**Problem statement**
Exactly as they appear, reproduce the lines from the one holding "the black knit" through the last line of the material below.

**Records for processing**
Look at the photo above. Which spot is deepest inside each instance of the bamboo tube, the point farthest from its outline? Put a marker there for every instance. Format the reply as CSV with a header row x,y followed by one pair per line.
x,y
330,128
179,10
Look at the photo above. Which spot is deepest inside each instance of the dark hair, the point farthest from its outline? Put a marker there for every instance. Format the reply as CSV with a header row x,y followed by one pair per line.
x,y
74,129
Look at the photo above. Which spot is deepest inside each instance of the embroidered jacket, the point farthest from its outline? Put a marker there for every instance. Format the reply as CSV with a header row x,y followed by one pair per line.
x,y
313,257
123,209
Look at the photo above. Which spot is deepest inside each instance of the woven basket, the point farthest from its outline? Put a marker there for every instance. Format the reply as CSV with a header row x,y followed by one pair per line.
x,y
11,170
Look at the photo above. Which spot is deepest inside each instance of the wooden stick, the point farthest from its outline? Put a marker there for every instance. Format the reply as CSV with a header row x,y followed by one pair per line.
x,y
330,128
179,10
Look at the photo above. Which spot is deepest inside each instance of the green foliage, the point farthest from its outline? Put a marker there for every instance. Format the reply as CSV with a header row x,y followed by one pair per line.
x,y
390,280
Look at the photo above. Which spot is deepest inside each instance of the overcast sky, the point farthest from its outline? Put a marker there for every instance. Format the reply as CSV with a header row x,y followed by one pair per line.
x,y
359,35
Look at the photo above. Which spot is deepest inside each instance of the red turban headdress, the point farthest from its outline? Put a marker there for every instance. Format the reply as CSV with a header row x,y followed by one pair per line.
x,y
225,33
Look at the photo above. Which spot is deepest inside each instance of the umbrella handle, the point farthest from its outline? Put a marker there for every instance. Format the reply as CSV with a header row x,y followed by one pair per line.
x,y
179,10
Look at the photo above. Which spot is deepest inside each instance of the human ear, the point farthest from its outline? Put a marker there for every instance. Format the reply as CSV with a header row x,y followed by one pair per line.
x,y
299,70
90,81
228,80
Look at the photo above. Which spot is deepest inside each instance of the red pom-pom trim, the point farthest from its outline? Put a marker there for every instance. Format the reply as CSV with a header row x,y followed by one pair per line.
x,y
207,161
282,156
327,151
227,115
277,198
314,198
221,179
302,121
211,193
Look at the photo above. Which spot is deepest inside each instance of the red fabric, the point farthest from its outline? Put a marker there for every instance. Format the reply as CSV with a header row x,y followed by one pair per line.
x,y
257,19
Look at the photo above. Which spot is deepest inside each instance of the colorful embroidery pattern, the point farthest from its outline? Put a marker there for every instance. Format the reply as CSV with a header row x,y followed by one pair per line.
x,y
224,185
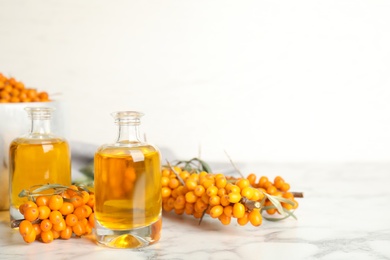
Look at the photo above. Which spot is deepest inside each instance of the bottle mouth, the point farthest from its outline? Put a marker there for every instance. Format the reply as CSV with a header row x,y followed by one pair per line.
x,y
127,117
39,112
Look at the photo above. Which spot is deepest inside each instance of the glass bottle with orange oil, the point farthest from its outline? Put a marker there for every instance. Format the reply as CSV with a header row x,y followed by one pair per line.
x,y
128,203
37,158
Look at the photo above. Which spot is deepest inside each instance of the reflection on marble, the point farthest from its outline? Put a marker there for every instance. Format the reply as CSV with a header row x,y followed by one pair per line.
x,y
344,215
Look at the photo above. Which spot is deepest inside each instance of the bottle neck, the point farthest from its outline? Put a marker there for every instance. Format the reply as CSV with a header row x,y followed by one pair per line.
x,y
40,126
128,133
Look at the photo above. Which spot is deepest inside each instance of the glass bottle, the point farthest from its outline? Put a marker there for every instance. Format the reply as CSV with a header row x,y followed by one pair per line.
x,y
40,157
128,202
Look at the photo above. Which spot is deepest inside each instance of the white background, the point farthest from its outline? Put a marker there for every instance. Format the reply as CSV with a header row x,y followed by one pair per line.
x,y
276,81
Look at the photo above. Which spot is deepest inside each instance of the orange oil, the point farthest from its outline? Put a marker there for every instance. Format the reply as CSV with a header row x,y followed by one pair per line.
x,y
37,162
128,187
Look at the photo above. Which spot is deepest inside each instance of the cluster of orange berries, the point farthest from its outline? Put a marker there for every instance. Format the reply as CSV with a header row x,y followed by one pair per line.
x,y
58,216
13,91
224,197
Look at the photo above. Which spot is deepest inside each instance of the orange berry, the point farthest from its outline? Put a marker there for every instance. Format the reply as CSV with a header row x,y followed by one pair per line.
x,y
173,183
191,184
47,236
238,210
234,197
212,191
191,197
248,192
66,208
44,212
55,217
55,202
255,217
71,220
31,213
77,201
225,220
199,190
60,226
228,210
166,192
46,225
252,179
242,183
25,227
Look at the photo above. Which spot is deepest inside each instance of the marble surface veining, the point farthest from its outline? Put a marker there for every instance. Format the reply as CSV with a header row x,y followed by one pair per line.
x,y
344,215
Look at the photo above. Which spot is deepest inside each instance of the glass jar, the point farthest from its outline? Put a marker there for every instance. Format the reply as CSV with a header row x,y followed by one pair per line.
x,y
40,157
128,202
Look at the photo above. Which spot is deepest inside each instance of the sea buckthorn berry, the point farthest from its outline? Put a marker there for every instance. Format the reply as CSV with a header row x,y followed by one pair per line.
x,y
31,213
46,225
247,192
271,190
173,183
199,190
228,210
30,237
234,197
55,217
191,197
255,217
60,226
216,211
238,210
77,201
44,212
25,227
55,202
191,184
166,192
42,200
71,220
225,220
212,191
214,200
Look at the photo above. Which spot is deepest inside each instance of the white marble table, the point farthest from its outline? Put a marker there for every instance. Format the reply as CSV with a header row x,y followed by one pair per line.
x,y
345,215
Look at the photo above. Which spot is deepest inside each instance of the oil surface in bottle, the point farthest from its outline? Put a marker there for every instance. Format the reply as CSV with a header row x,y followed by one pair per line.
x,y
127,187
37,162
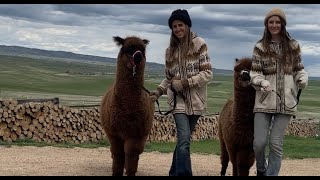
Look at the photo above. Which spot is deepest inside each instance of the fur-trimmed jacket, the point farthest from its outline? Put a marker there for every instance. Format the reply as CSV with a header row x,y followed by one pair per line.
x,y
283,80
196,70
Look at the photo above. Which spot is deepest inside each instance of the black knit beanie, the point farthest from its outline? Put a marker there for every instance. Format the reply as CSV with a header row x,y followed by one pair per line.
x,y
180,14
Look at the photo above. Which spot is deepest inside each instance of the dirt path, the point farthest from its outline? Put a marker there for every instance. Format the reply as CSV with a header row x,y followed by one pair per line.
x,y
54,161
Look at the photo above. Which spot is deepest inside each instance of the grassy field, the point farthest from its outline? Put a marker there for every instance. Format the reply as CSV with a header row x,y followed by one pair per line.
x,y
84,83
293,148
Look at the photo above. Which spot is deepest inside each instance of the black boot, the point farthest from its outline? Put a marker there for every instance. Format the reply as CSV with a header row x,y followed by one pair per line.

**Exercise response**
Look at the photo above. Which spot is deepest inside each instance of the black knit beanie, the point farthest from its outline? Put a marker there for every instance. Format the reply as CSV with a header row x,y followed by one pair per line.
x,y
180,14
Look at the photo above. Which spot is deepest inside each instance of the dirt path, the point farthest from its outline? Put a marker there for every instance. Format the reply as CSV with a header row x,y followed by one pair per line.
x,y
54,161
Look at the photo above. Which spot is deepest inside each instance of the grassy field, the point farthest from its outline? Put a marker there for every instance. Format the reply as CSV with a header row x,y followed by one pair per line.
x,y
84,83
293,148
Look at the photo above. Which spot is deepest inside each instance of the black boot, the point farthest from its outline? Put a marker there for every instance. Format the reply as CSV with a header row x,y followed by one pair per line.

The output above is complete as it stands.